SOURCE PASSAGE:

# High Poly vs Cotton Blend RecommendationHi



## bradyboyy88 (Nov 10, 2014)

Hi, SO I am new to sublimation so I am trying to get the final touches to my printing business. I am focusing on t shirt printing and I have learned that sublimation only prints on polyester threads. Therefore, can anyone recommend what the lowest percentage polyester they print on without getting a washed out look from only the polyester threads being dyed.

I have a 65/35 hoodie that was dyed using sublimation and looks decent but slightly washed out. I was also wondering if anyone can recommend any short sleeve, long sleeve, and sweatshirts which are high polyester cotton blends. Unfortunately most vendors website I have checked which were referrenced on this site do not allow you to search their site for anything but poly cotton blend (which always seems to just be 50 50) or 100% polyester. So its hard to find any t shirts that have just a little bit of cotton in them since a lot of people I have talked to like a little bit of cotton!

INFORMATION SHOWN:
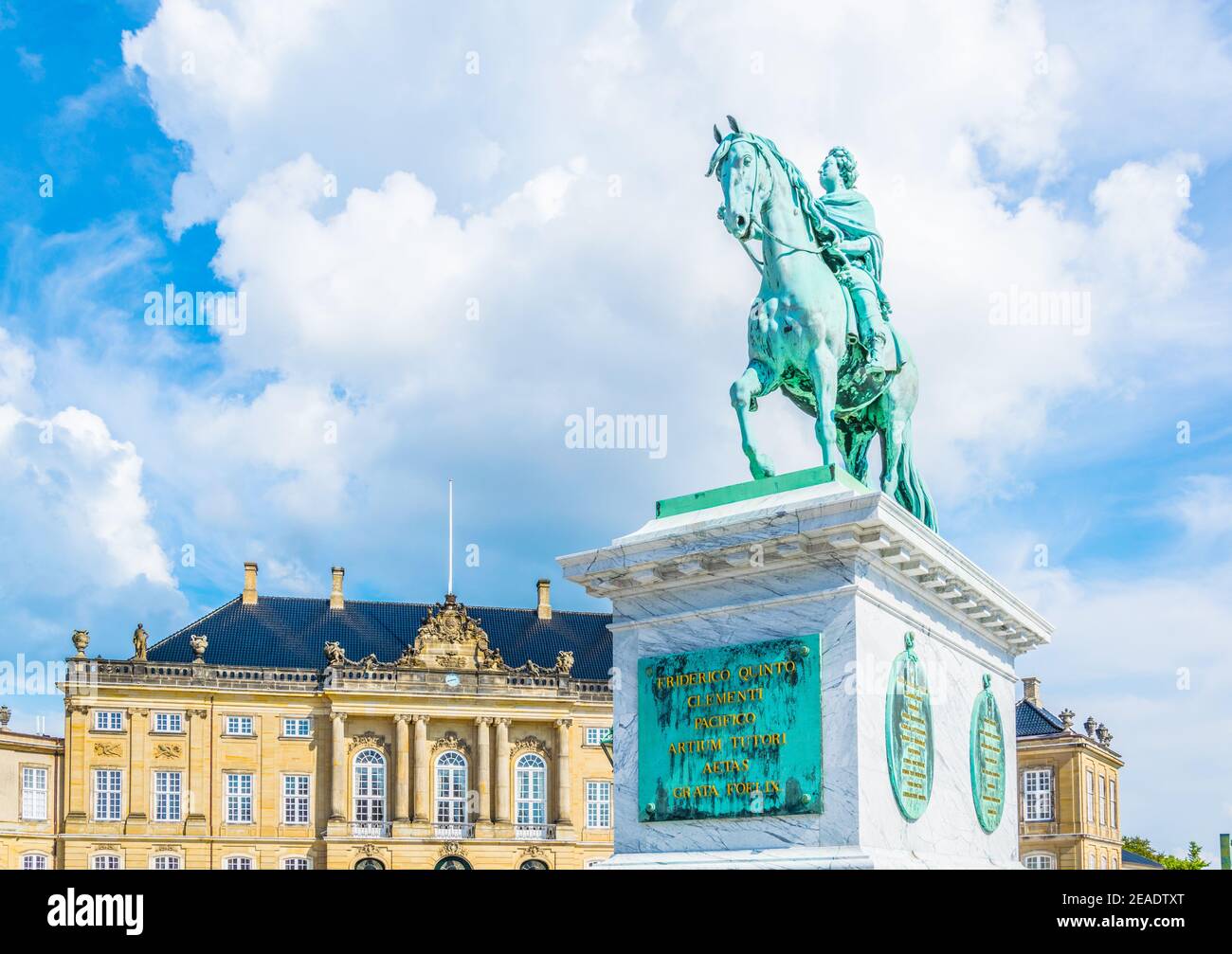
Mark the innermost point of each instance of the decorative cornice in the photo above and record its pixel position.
(869, 529)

EXERCISE INSTRUCTIONS:
A – In the sublimation forum post, what fiber blend was the hoodie that looked decent but slightly washed out?
B – Transcribe the sublimation forum post from "I have a 65/35" to "bit of cotton!".

RESULTS IN ORDER:
A – It was a 65/35 blend.

B –
I have a 65/35 hoodie that was dyed using sublimation and looks decent but slightly washed out. I was also wondering if anyone can recommend any short sleeve, long sleeve, and sweatshirts which are high polyester cotton blends. Unfortunately most vendors website I have checked which were referrenced on this site do not allow you to search their site for anything but poly cotton blend (which always seems to just be 50 50) or 100% polyester. So its hard to find any t shirts that have just a little bit of cotton in them since a lot of people I have talked to like a little bit of cotton!